## Directions for this task
Switch every "cab roof" in the records below to "truck cab roof" and reproduce the lines with nothing else changed. Leave the pictures out of your answer.

==================================================

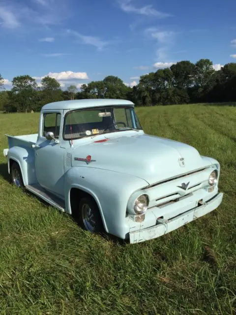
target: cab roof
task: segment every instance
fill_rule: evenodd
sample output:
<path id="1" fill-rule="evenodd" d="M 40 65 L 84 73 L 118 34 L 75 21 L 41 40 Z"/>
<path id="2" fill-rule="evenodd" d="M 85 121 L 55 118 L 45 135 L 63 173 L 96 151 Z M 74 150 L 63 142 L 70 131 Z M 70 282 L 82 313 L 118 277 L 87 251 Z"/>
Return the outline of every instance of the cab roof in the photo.
<path id="1" fill-rule="evenodd" d="M 109 98 L 95 98 L 86 99 L 75 99 L 54 102 L 45 105 L 41 110 L 51 109 L 80 109 L 95 107 L 109 106 L 134 106 L 134 104 L 129 100 L 125 99 L 113 99 Z"/>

==================================================

## Exercise solution
target: truck cab roof
task: segment every instance
fill_rule: evenodd
sample output:
<path id="1" fill-rule="evenodd" d="M 40 65 L 84 73 L 118 34 L 75 21 L 41 40 Z"/>
<path id="2" fill-rule="evenodd" d="M 85 121 L 55 118 L 45 135 L 63 173 L 96 151 Z M 74 150 L 63 142 L 70 131 Z M 70 282 L 82 313 L 118 277 L 87 251 Z"/>
Return the outline of every instance of the truck cab roof in the photo.
<path id="1" fill-rule="evenodd" d="M 109 98 L 95 98 L 86 99 L 75 99 L 54 102 L 45 105 L 41 110 L 51 109 L 80 109 L 95 107 L 109 106 L 134 106 L 134 104 L 129 100 L 125 99 L 113 99 Z"/>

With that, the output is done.